▸ **ASSIGNED TASK 1**
Answer the following questions using the forum post about a letter to the writer's mother.
(a) What did the mother send along with the Christmas package for the writer's family?
(b) Why did the writer intend to mail the letter from out of town?
(c) What was waiting in the mail when the writer stopped in town before leaving?
▸ **ASSIGNED TASK 2**
Retype the passage of the forum post about a letter to the writer's mother from "So her continued" to "of the woods!", without changes.

▸ **STUDY TEXT**
________________________________________

Responding to My Mother

Responding to My Mother

Wuamei

Registrant
Well, I, with the help of my terrific wife, made another major decision over this anniversary weekend.

I have not only decided that I'm going to write my mother, but I have written it and it will be in the mail today. Here's what I wrote:

(I use her first name here):

"I cannot be in contact with you anymore until further notice from me if there is to be any. All I can say is in the 18 months or so since the last time you were here, and since our last letters, I have remembered things about my past and about our relationship that I am trying to deal with thru therapy. An attempt at any further explanation, I believe, would be pointless & hurtful as well. I ask you not to contact me or my family again until I contact you. It is just too painful for all of us.

(I use my first name here)"

This was written, after talking with my wife & my T, in response to a note in a card she sent with a Christmas package for our family. In it she wondered why I was not getting in touch, which I had not done in any way since those last letters, a little over a year ago.

What's interesting is that I was going to send this Saturday, but from out of town, since I don't want my mother to know my current address (the package was forwarded). I had some optional notes written becuz I wasn't sure about this one, even tho my wife thot it was the best one, and I already had it in the envelope.

Well, before going out of town we stopped to pick up our mail in town, and what was there but a note from my mother. What I was getting ready to send her could have been written in exact response to her note, as tho I'd had it in front of me when I wrote it.

So her continued uncaring, unrepentant, manipulative narcissism was reaffirmed in my mind, as was what I was going to send her--exactly what was & still is in the envelope, sealed & headed to the post office shortly.

Wow, things are really hopping here in this neck of the woods!

frog02.gif


:D

Victor
 
Victor,

I believe there are no accidents--the fact that she has just written you. It sounds like the "energy" has gathered for you to do this. It it laying down a strong boundary, and holding her feet to the fire by stating the truth of your memory.

I sense the "triumph" in your post about this. But what about the little boy inside you? Have you allowed him to feel the loss of "mom"? To grieve about never having had a mom?

________________________________________

▸ **DATA SUPPLIED**
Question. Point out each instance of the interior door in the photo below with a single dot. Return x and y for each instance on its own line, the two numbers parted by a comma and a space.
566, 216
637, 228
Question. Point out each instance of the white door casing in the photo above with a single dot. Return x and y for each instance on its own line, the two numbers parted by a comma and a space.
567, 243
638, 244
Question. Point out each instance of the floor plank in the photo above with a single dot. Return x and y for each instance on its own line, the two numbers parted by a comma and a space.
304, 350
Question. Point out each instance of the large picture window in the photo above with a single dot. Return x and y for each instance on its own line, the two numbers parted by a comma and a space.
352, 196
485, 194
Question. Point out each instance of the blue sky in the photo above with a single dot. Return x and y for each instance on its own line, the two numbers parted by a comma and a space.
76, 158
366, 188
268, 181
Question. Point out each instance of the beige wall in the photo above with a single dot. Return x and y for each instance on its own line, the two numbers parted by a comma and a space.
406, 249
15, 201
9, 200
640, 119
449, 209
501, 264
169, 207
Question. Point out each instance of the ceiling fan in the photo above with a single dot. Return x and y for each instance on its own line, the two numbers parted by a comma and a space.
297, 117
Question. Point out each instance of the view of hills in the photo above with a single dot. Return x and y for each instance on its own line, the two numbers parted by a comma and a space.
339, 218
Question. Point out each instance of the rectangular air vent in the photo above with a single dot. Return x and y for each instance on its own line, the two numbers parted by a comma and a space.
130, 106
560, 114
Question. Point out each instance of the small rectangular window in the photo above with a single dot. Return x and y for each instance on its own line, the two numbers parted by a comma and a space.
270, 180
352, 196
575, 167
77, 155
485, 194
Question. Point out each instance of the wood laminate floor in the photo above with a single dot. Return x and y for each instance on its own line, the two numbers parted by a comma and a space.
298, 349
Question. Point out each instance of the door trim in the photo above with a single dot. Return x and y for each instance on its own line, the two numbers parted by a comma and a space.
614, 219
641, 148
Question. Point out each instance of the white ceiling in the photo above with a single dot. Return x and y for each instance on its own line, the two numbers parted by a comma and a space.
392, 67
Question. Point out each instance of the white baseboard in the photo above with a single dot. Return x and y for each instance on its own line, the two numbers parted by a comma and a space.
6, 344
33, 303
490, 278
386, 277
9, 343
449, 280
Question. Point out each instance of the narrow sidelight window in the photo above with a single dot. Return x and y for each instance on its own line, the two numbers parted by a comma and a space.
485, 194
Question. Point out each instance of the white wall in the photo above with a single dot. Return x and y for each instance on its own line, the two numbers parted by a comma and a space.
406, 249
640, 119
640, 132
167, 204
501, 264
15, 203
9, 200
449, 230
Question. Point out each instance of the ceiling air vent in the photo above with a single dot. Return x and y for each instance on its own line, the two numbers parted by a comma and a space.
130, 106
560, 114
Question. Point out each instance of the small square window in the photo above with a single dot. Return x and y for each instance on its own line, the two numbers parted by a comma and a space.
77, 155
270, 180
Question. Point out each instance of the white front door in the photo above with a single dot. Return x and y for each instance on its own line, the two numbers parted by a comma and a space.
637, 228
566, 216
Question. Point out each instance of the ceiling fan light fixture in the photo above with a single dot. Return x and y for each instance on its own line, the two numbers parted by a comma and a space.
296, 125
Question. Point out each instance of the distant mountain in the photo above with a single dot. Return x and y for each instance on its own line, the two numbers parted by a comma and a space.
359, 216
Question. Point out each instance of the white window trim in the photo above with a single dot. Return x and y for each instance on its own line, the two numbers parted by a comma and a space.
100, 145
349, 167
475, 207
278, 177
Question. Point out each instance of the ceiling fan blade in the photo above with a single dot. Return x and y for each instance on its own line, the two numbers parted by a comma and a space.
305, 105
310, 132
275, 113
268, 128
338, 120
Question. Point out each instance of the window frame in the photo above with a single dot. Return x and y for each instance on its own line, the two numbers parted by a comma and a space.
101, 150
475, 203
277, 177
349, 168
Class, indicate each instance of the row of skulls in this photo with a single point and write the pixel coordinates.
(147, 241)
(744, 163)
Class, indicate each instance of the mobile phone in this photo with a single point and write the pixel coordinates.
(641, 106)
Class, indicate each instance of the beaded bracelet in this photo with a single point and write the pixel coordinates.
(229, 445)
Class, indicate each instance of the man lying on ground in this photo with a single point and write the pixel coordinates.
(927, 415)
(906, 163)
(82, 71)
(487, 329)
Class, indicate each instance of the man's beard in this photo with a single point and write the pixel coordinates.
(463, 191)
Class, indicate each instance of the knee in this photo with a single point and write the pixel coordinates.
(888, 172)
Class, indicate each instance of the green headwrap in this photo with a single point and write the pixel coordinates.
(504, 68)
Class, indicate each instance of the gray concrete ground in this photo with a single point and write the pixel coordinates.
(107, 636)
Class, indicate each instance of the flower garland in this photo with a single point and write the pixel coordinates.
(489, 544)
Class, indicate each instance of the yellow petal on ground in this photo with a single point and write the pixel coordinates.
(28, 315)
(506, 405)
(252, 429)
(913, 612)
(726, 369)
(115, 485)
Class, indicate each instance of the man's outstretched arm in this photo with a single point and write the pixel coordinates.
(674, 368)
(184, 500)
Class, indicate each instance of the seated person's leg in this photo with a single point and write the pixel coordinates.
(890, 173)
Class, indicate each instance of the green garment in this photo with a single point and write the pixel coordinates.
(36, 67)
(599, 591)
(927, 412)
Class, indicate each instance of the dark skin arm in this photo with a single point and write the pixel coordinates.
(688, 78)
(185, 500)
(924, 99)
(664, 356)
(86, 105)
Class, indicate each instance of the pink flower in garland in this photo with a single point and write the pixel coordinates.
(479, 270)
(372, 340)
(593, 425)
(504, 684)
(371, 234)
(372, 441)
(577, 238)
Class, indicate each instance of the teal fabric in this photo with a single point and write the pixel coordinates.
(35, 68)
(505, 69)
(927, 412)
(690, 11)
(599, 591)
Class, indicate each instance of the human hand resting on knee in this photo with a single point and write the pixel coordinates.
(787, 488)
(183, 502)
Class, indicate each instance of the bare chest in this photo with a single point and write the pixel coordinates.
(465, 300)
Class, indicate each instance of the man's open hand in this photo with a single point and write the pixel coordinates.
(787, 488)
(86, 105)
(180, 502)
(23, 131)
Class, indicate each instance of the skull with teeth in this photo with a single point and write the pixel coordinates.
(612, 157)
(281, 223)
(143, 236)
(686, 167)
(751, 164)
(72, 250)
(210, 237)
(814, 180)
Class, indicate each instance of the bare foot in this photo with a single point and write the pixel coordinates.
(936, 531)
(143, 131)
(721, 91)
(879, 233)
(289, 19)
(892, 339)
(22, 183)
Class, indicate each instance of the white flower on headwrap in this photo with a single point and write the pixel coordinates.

________________________________________

▸ **REPLY 1**
(a) A note in a card.
(b) The writer did not want the mother to know the writer's current address.
(c) A note from the writer's mother.

▸ **REPLY 2**
So her continued uncaring, unrepentant, manipulative narcissism was reaffirmed in my mind, as was what I was going to send her--exactly what was & still is in the envelope, sealed & headed to the post office shortly.

Wow, things are really hopping here in this neck of the woods!